⟨

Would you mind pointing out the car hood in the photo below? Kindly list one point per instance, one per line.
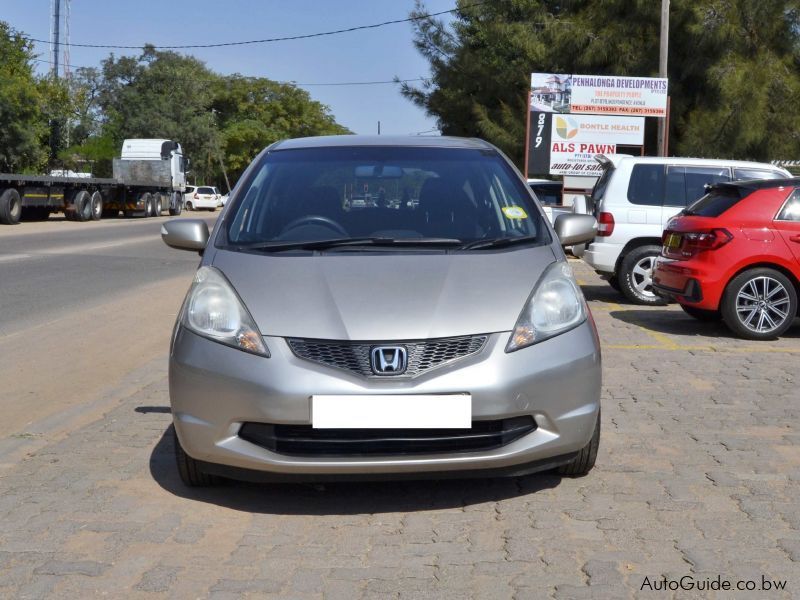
(385, 296)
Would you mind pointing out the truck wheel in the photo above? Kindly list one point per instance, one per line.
(148, 203)
(176, 207)
(97, 206)
(83, 206)
(636, 273)
(10, 207)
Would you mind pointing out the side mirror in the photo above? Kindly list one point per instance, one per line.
(574, 229)
(185, 234)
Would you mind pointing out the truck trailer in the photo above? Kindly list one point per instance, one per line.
(149, 178)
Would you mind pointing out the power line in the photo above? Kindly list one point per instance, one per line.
(253, 77)
(270, 40)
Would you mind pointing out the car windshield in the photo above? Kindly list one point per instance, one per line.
(395, 197)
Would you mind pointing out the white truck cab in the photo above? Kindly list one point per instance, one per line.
(158, 149)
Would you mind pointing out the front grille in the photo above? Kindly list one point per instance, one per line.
(355, 356)
(303, 440)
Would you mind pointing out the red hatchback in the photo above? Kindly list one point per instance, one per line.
(735, 254)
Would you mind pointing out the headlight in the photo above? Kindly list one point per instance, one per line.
(556, 306)
(213, 310)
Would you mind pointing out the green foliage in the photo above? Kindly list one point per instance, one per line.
(733, 67)
(22, 124)
(219, 120)
(255, 112)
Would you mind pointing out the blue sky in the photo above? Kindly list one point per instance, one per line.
(370, 55)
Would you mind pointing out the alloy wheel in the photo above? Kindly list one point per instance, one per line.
(642, 276)
(762, 304)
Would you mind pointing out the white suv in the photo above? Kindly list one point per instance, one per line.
(203, 197)
(634, 199)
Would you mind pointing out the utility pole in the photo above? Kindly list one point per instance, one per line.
(219, 153)
(662, 71)
(55, 126)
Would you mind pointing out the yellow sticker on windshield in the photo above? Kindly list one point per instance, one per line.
(514, 212)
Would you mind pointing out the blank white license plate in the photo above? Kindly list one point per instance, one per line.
(451, 411)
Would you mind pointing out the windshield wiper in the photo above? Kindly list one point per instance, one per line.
(498, 242)
(339, 242)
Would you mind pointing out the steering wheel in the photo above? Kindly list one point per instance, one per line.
(316, 219)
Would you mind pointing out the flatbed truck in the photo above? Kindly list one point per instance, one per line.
(149, 178)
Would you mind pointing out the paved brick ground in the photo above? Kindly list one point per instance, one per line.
(698, 474)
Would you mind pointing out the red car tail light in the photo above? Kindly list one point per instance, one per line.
(698, 241)
(605, 224)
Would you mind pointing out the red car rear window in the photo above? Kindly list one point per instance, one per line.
(716, 202)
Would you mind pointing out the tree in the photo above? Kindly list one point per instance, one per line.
(255, 112)
(161, 95)
(22, 123)
(733, 67)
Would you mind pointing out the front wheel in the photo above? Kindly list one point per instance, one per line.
(583, 463)
(636, 276)
(701, 314)
(759, 304)
(189, 469)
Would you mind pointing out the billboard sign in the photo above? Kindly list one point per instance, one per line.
(598, 94)
(576, 139)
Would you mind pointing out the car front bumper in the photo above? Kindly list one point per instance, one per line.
(214, 389)
(602, 256)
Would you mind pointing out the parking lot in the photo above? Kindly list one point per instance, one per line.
(698, 475)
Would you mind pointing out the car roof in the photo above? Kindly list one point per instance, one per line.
(758, 184)
(410, 141)
(617, 159)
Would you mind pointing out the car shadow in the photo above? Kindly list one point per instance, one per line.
(343, 498)
(604, 293)
(153, 409)
(678, 323)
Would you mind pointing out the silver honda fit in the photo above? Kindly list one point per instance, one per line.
(383, 307)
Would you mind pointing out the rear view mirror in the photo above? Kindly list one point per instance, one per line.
(378, 172)
(574, 229)
(185, 234)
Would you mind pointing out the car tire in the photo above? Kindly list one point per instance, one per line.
(10, 207)
(702, 314)
(635, 276)
(583, 463)
(83, 206)
(97, 206)
(753, 298)
(189, 469)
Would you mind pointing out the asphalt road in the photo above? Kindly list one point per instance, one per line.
(697, 477)
(82, 306)
(53, 269)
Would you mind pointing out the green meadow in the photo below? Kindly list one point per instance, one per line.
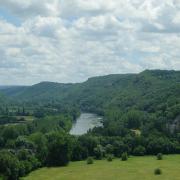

⟩

**Task to carry out**
Working from the listing above, retype it exactly but include no images.

**Response to this exercise**
Would you mind pointing out the car hood in the photo below? Kindly list one point per instance, one per line.
(385, 296)
Would you mind pointing out the truck wheel in the photo above? Kindly list one point per instance, one per line.
(148, 203)
(176, 207)
(97, 206)
(83, 206)
(636, 273)
(10, 207)
Would you mind pointing out the side mirror in the photo above? Kindly list one point per instance, one per line.
(574, 229)
(185, 234)
Would you mind pointing out the truck trailer in the photo above? Kindly list one point per instance, one per line.
(149, 178)
Would you mind pointing out the power line in the photo above? Kindly list one point per instance, one per line.
(253, 77)
(270, 40)
Would you mind pointing out the car windshield in the photo above? Kindly list one point per instance, one per line.
(395, 197)
Would you mind pointing out the white truck cab in the photo above? Kindly list one point per instance, one per line.
(158, 149)
Would you mind pointing out the front grille in the photo above? Kindly list one point per instance, one per line.
(355, 356)
(303, 440)
Would you mind pointing out the red hatchback in the photo above? Kindly list one point per instance, one per line.
(735, 254)
Would you mind pointing out the headlight in the photo above? Kindly list one point per instance, one per line.
(556, 306)
(213, 310)
Would you mind pointing out the green foliage in the photo above? Kindly list one point per instance, one per line.
(733, 67)
(22, 124)
(219, 120)
(255, 112)
Would you mind pointing out the blue sky in the photo above? Kindly list one point per instance, one per line.
(370, 55)
Would you mind pointing out the alloy wheel in the photo above? Kindly list one point per instance, one per line.
(642, 276)
(762, 304)
Would you mind pointing out the white suv in the photo above? Kindly list one point per instance, one per line.
(203, 197)
(634, 199)
Would you mind pointing out the utility pole in the photo above? Kindly list one point per instance, one per line.
(219, 153)
(662, 71)
(55, 126)
Would you mind pointing out the yellow sticker on windshield in the photo above? Kindly list one point per instance, one per line.
(514, 212)
Would you mind pointing out the blank white license plate in the photo above? Kindly list one point per instance, one per line.
(451, 411)
Would you mind pointing out the windshield wiper in the photo above? Kindly list one point per instance, one per line.
(498, 242)
(339, 242)
Would you mind pointing out the steering wheel in the photo above? Kindly list one point per instance, one per line.
(316, 219)
Would you mind pointing out the flatbed truck in the photo above? Kindly list one point per instance, one per line.
(149, 178)
Would you mind pointing out the paved brick ground in the photo above? Kindly list one point per instance, one per line.
(698, 474)
Would you mind pointing out the red car tail light in the photo above? Kindly list one point per instance, one per line.
(698, 241)
(605, 224)
Would you mind pointing out the red car rear window in the photo above? Kindly list one point per instance, one per line.
(716, 202)
Would you mind pointing out the tree in the photo above? Kindly list one point per instance, one per line.
(255, 112)
(161, 95)
(22, 123)
(733, 67)
Would you mind pointing out the front wheel in the photo above? Kindly list one point per instance, one per line.
(583, 463)
(636, 276)
(701, 314)
(759, 304)
(189, 469)
Would you mind pointing out the billboard sign in the photo above? Kindly list one point per instance, one per line.
(598, 94)
(576, 139)
Would you mind pointing out the car front bumper in the photo above? Kindly list one point per instance, one per line.
(214, 389)
(602, 256)
Would you mind pointing out the parking lot in the photo above? Kindly list one point per instance, one per line.
(698, 475)
Would you mind pointing out the car roof in the photo above? Kindly list one point per instance, one per line.
(758, 184)
(410, 141)
(617, 159)
Would you mind pointing out the car shadow in the photo above? Kindly list one point per instance, one per line.
(343, 498)
(604, 293)
(153, 409)
(678, 323)
Would you mind pointing out the silver honda fit in the photo above? Kindly list one point per instance, one per line.
(383, 307)
Would you mind pointing out the rear view mirror in the photo above? Kindly list one point per instance, one per line.
(378, 172)
(574, 229)
(185, 234)
Would you mind pointing out the car tire in the photo above? Kindly list one point per instance, one per line.
(10, 207)
(702, 314)
(635, 276)
(583, 463)
(83, 206)
(97, 206)
(753, 298)
(189, 469)
Would you mind pointing out the asphalt road in the photo above? Kindly list one point per instance, one per line.
(697, 477)
(82, 306)
(53, 269)
Would you mind pointing out the green meadow in the photo below? Kindly list one point per instance, one per line.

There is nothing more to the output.